» Page excerpt:

====

STATE STREET GLOBAL ADVISORS, LTD. and

SSgA FUNDS MANAGEMENT, INC.

            WHEREAS :

(A)          State Street Global Advisors, Ltd. (the Principal Adviser) and SSgA Funds Management, Inc. (the Sub-Adviser and, collectively with the Principal Adviser, the Filers) have applied to The Manitoba Securities Commission (the Commission) for an order, pursuant to subsection 66(1) of The Commodity Futures Act (the CFA), exempting the Sub-Adviser from the adviser registration requirement set forth in section 24(2) of the CFA (the Adviser Registration Requirement) allowing the Sub-Adviser, and any individual engaging in or holding himself or herself out as engaging in, the business of advising others as to trading in commodity futures contracts (collectively, the Contracts) on the Sub-Adviser’s behalf (a Representative) to act as a sub-adviser to the Principal Adviser as to trading in Contracts in the Province of Manitoba subject to certain terms and conditions (the Application);

(B)         the Filers have represented to the Commission that:

1.            The Principal Adviser is a corporation incorporated under the laws of Canada with its head office located in Montreal, Québec.

2.            The Principal Adviser is an indirect wholly owned subsidiary of State Street Corporation.

3.            The Principal Adviser is registered as a portfolio manager, exempt market dealer and investment fund manager under the securities legislation of all the provinces of Canada.

4.            The Principal Adviser is also registered as an adviser in Manitoba under the CFA, as commodity trading counsel and as commodity trading manager under the Commodity Futures Act (Ontario) in Ontario, and as a derivatives portfolio manager under the Québec Derivatives Act in Québec.

5.            The Principal Adviser provides discretionary portfolio management services to segregated accounts and pooled funds. The portfolio management services provided by the Principal Adviser to its clients include acting as an adviser with respect to both securities and Contracts where such investments are part of the investment program of such clients.

====

» Given data:
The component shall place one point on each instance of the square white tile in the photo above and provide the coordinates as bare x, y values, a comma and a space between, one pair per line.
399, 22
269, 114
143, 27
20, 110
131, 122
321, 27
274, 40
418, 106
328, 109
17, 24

====

» Required tasks:
- A) Print the Manitoba commodity futures order excerpt word for word between "1.            The Principal" and "State Street Corporation.", inclusive.
- B) Give what follows the last sentence of the Manitoba commodity futures order excerpt.

» Results:
- A)
1.            The Principal Adviser is a corporation incorporated under the laws of Canada with its head office located in Montreal, Québec.

2.            The Principal Adviser is an indirect wholly owned subsidiary of State Street Corporation.

- B)
6.            The head office of the Sub-Adviser is in Boston, Massachusetts, U.S.A.

7.            The Sub-Adviser is an indirect wholly owned subsidiary of State Street Corporation.

8.            The Sub-Adviser is registered as an investment adviser under the United States Investment Advisers Act of 1940 and as a commodity trading adviser with the United States Commodity Futures Trading Commission.

9.            The Sub-Adviser is not registered in any capacity under the securities legislation of Manitoba or any other jurisdiction in Canada or under the CFA.

10.          The Sub-Adviser provides trading advice services in respect of futures, options on futures and swaps to its clients generally traded on a U.S. Exchange and/or with a U.S. counterparty to certain of its clients.

11.          Neither the Principal Adviser, nor the Sub-Adviser is in default of any requirements of securities or derivatives legislation in Manitoba.

12.          The Adviser Registration Requirement prohibits a person or company from acting as an adviser, i.e. engaging in or holding himself, herself or itself out as engaging in, the business of rendering advice as to trading in the Contracts, unless such person or company is registered as an adviser under the CFA, or is registered as a partner or officer of a registered adviser and is acting on behalf of the adviser.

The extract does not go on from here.